##### Texto de partida

Gestión política de la desobediencia
El Capitalismo demofascista no se sostiene desde la inmovilización de la ciudadanía, desde la simple represión del descontento: al contrario, prefiere una población involucrada en las cuestiones sociales, políticamente «activa». Desde hace décadas, los defensores teóricos de la democracia representativa han insistido en la necesidad de que los ciudadanos «participen» en todo tipo de asociaciones y movimientos (vecinales, laborales, políticos, religiosos…). Esa recomendación es el «leit motiv» de toda la literatura de la «sociedad civil», de E. Gellner a Ch. Taylor, pasando por J. Rawls y J. Habermas. Se asume la tradicional «apatía» de la población ante las cuestiones políticas, la «insuficiencia» del mero acto de votar y, estimándose «utópica y técnicamente inviable» la democracia directa, todo se espera de esa «reactivación» y «movilización» de los ciudadanos en las diversas tramas relacionales de la sociedad civil. De ese modo, la democracia se haría más verdadera y se fortalecería… M. Walzer: «La política en el Estado democrático contemporáneo no ofrece a muchas personas una oportunidad para la autodeterminación rousseauniana. La ciudadanía, considerada en sí misma, tiene hoy en día sobre todo un papel pasivo: los ciudadanos son espectadores que votan. Entre unas elecciones y otras se les atiende, mejor o peor, mediante los servicios públicos (…).

##########
##### Datos a revisar

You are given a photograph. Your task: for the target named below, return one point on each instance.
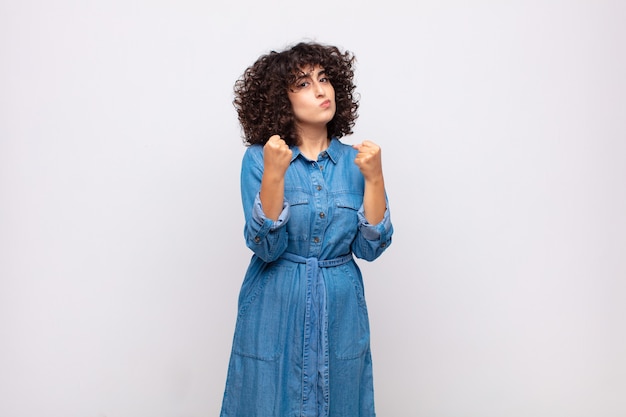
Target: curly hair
(261, 99)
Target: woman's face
(312, 98)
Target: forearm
(374, 200)
(272, 195)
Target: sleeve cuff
(268, 224)
(374, 232)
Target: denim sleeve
(372, 240)
(265, 237)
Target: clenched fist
(276, 156)
(369, 161)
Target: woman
(311, 203)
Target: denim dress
(302, 342)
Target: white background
(503, 128)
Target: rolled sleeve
(266, 237)
(372, 240)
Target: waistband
(321, 263)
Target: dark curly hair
(261, 100)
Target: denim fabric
(301, 343)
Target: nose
(319, 89)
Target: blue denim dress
(301, 344)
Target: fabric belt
(315, 379)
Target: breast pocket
(298, 227)
(345, 219)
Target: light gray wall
(504, 142)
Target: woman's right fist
(276, 155)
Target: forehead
(309, 70)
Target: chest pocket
(345, 219)
(298, 227)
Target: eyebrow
(311, 73)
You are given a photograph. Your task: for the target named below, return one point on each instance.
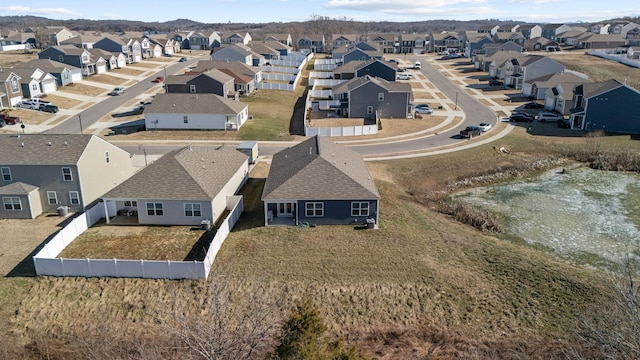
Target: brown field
(82, 89)
(62, 102)
(12, 58)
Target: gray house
(319, 182)
(368, 97)
(41, 172)
(184, 187)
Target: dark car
(48, 108)
(520, 118)
(533, 105)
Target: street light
(141, 147)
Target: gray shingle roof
(319, 169)
(196, 173)
(42, 149)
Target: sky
(263, 11)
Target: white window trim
(315, 206)
(64, 175)
(10, 200)
(359, 209)
(6, 171)
(76, 197)
(55, 197)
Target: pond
(580, 213)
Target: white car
(544, 116)
(484, 127)
(423, 109)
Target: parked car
(484, 127)
(520, 118)
(423, 109)
(48, 108)
(471, 131)
(117, 91)
(533, 105)
(9, 120)
(545, 116)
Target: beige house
(39, 173)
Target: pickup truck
(9, 120)
(471, 131)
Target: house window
(359, 209)
(66, 174)
(52, 197)
(155, 209)
(314, 209)
(12, 203)
(192, 210)
(74, 198)
(6, 174)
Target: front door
(286, 209)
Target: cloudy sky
(260, 11)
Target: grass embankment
(420, 282)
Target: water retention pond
(585, 214)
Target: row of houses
(316, 181)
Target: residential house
(284, 39)
(312, 43)
(319, 182)
(445, 41)
(35, 82)
(370, 98)
(600, 41)
(373, 67)
(64, 74)
(530, 31)
(609, 106)
(236, 67)
(234, 52)
(195, 112)
(519, 70)
(413, 43)
(560, 97)
(537, 88)
(187, 186)
(229, 38)
(211, 81)
(540, 44)
(11, 91)
(41, 172)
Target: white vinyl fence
(46, 263)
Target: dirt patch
(82, 89)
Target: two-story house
(42, 172)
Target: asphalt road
(89, 116)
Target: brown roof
(189, 173)
(319, 169)
(42, 149)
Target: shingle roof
(318, 168)
(196, 173)
(42, 149)
(194, 104)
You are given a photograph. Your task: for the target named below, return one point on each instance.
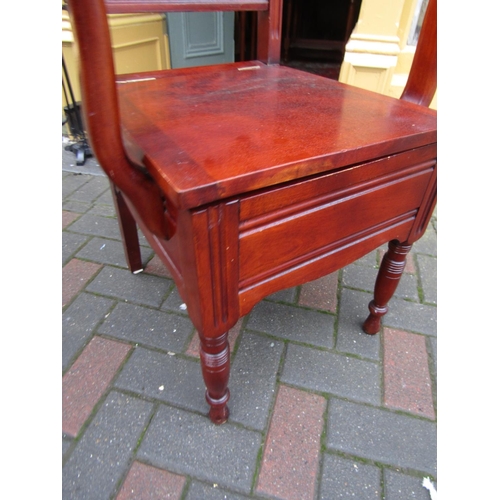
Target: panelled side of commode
(301, 231)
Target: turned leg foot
(214, 354)
(387, 281)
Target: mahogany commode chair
(248, 178)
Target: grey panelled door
(200, 38)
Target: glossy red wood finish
(266, 177)
(421, 84)
(220, 131)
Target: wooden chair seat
(249, 178)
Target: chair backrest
(100, 101)
(422, 80)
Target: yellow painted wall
(139, 41)
(378, 56)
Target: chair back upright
(100, 100)
(422, 80)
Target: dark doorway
(314, 36)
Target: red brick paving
(407, 383)
(144, 482)
(290, 463)
(75, 275)
(85, 382)
(320, 293)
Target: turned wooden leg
(128, 229)
(388, 278)
(214, 354)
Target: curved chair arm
(100, 103)
(422, 80)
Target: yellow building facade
(378, 54)
(380, 51)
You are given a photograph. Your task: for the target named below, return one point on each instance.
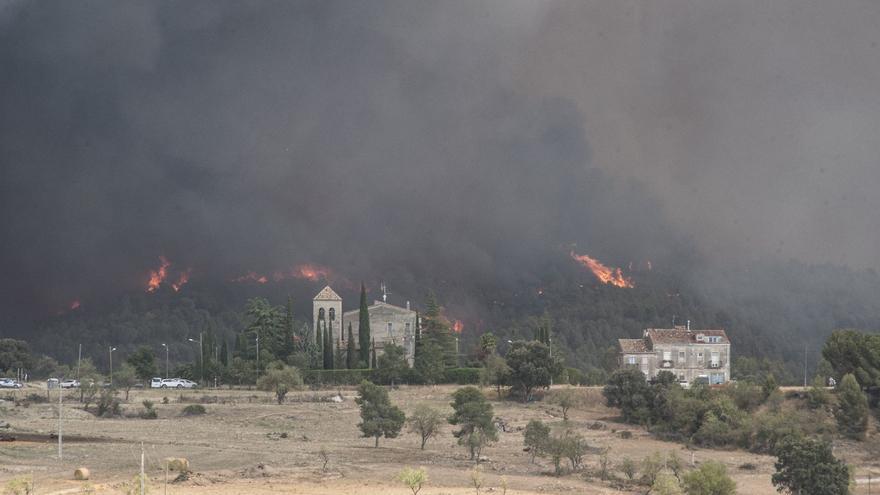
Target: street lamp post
(201, 358)
(166, 359)
(111, 365)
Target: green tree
(392, 364)
(351, 358)
(808, 467)
(852, 410)
(628, 390)
(15, 354)
(530, 367)
(709, 479)
(143, 360)
(364, 337)
(426, 422)
(378, 416)
(430, 362)
(473, 414)
(488, 343)
(280, 380)
(125, 378)
(495, 373)
(536, 437)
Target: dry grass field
(247, 444)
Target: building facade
(388, 323)
(691, 355)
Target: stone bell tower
(326, 308)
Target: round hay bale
(177, 464)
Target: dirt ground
(247, 444)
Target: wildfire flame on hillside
(607, 275)
(181, 280)
(305, 271)
(251, 277)
(158, 276)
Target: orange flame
(251, 277)
(181, 280)
(607, 275)
(158, 276)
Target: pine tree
(852, 413)
(350, 358)
(364, 328)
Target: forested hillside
(770, 310)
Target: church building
(388, 323)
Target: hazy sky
(466, 138)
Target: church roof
(327, 294)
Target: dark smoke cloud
(430, 141)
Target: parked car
(10, 383)
(178, 383)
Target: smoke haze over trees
(461, 146)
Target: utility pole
(805, 366)
(166, 359)
(78, 361)
(60, 399)
(111, 365)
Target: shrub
(709, 479)
(536, 436)
(149, 411)
(413, 478)
(193, 410)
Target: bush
(149, 411)
(193, 410)
(709, 479)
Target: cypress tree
(350, 358)
(852, 412)
(224, 354)
(364, 328)
(319, 341)
(329, 348)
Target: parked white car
(178, 383)
(10, 383)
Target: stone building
(691, 355)
(388, 323)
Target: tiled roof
(632, 345)
(683, 336)
(327, 294)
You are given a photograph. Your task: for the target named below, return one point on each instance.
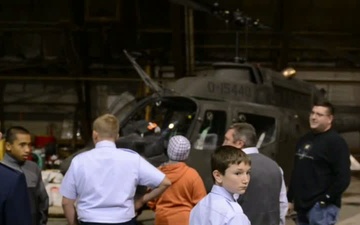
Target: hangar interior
(62, 62)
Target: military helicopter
(201, 108)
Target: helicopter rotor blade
(144, 76)
(235, 17)
(194, 5)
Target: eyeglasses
(317, 114)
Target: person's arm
(155, 192)
(239, 219)
(198, 191)
(43, 201)
(68, 191)
(17, 210)
(340, 165)
(153, 178)
(69, 210)
(283, 200)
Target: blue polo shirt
(104, 181)
(219, 207)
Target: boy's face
(236, 178)
(20, 149)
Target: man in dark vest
(14, 199)
(18, 148)
(264, 201)
(321, 170)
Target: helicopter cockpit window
(212, 130)
(166, 117)
(264, 126)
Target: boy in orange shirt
(174, 205)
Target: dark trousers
(131, 222)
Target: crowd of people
(248, 187)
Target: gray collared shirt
(282, 198)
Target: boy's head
(231, 169)
(105, 127)
(18, 143)
(178, 148)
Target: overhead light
(288, 72)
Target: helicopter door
(207, 135)
(212, 130)
(265, 126)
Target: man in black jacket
(264, 201)
(14, 199)
(321, 170)
(18, 148)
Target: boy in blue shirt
(231, 173)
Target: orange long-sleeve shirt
(187, 189)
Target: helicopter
(203, 107)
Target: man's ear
(217, 176)
(239, 144)
(94, 135)
(7, 146)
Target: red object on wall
(42, 141)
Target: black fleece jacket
(321, 170)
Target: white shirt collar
(251, 150)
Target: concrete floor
(349, 213)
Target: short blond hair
(107, 126)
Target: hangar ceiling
(86, 37)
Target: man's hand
(139, 202)
(290, 208)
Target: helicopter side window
(212, 130)
(264, 126)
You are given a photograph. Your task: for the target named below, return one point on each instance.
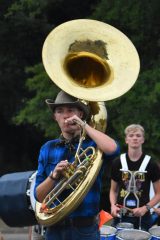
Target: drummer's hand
(115, 210)
(60, 168)
(139, 212)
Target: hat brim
(85, 108)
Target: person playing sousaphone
(87, 60)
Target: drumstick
(121, 206)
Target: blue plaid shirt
(53, 152)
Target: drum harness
(132, 188)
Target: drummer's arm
(153, 201)
(156, 199)
(114, 189)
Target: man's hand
(60, 168)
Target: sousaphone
(94, 62)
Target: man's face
(64, 112)
(134, 138)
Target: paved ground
(10, 233)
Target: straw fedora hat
(100, 41)
(66, 99)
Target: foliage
(34, 110)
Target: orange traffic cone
(104, 217)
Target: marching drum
(124, 225)
(133, 234)
(17, 199)
(155, 232)
(107, 233)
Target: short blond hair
(134, 127)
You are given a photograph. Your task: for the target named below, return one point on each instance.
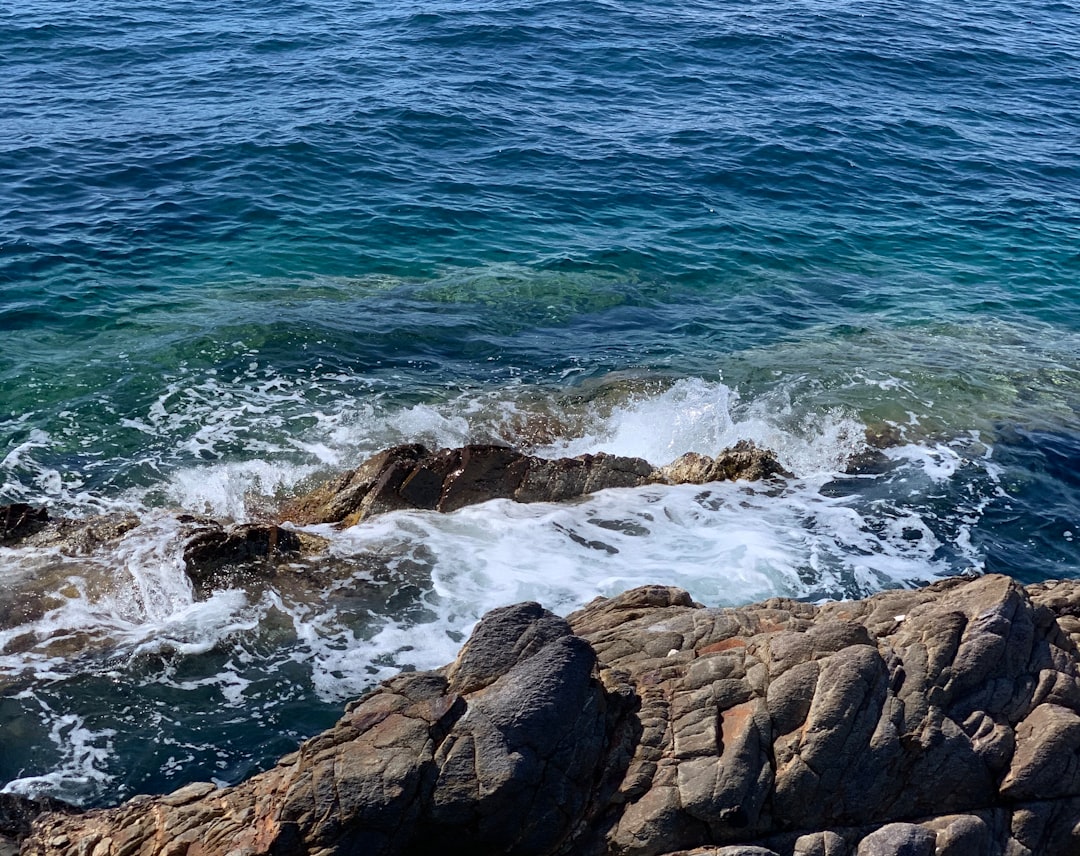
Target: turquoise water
(244, 245)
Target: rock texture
(415, 477)
(944, 720)
(412, 476)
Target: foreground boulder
(413, 476)
(944, 720)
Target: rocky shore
(943, 720)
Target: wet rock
(17, 814)
(743, 460)
(414, 477)
(27, 526)
(217, 555)
(18, 520)
(944, 721)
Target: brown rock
(18, 520)
(414, 477)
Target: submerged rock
(413, 476)
(19, 520)
(944, 720)
(29, 526)
(217, 555)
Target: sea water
(245, 245)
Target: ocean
(244, 245)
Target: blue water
(243, 245)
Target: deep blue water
(246, 244)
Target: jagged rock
(18, 520)
(944, 720)
(743, 460)
(23, 525)
(215, 554)
(414, 477)
(17, 813)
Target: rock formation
(413, 476)
(944, 720)
(401, 477)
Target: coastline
(939, 720)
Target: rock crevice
(944, 720)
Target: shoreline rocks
(402, 477)
(413, 476)
(943, 720)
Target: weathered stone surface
(18, 520)
(412, 476)
(940, 721)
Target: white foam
(699, 416)
(80, 768)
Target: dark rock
(18, 520)
(17, 813)
(899, 840)
(939, 721)
(447, 479)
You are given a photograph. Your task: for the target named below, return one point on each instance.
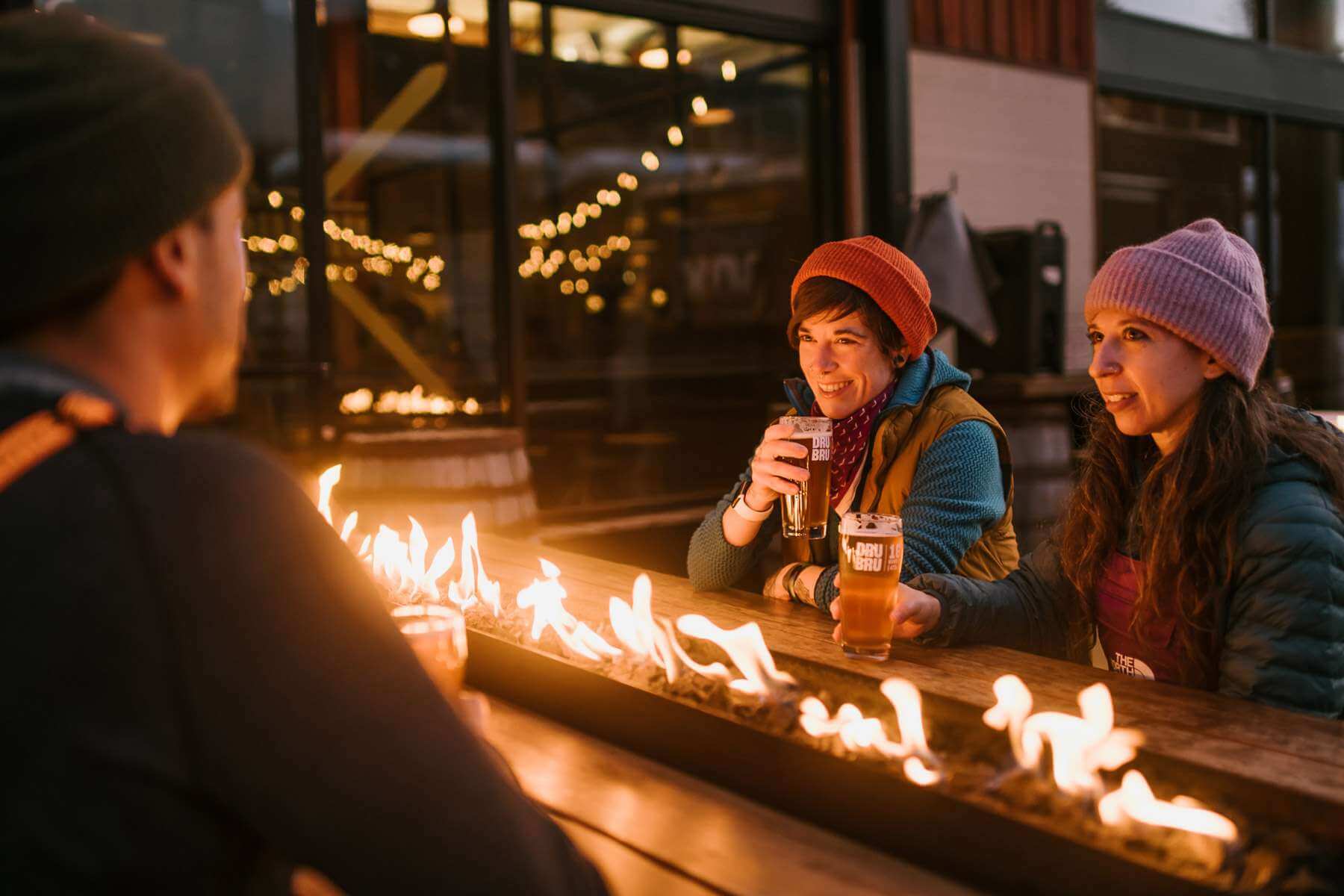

##########

→ **Tarea A**:
En el texto sobre la gestión política de la desobediencia, ¿qué papel tiene hoy la ciudadanía según la cita de M. Walzer?
→ **Tarea B**:
Prolonga el texto sobre la gestión política de la desobediencia desde donde termina.

→ **Resultado A**:
Sobre todo un papel pasivo: los ciudadanos son espectadores que votan.

→ **Resultado B**:
No obstante, en las tramas asociativas de la sociedad civil —en los sindicatos, partidos, movimientos, grupos de interés, etc.— estas mismas personas toman muchas decisiones menos importantes y configuran de algún modo las más distantes determinaciones del Estado y de la Economía. Y en una sociedad civil más densamente organizada tienen la posibilidad de hacer ambas cosas con mayores efectos (…). Los Estados son puestos a prueba por su capacidad para mantener este tipo de participación en la sociedad civil —que es muy distinta a la intensidad heroica de dedicación implícita en la ciudadanía de Rousseau».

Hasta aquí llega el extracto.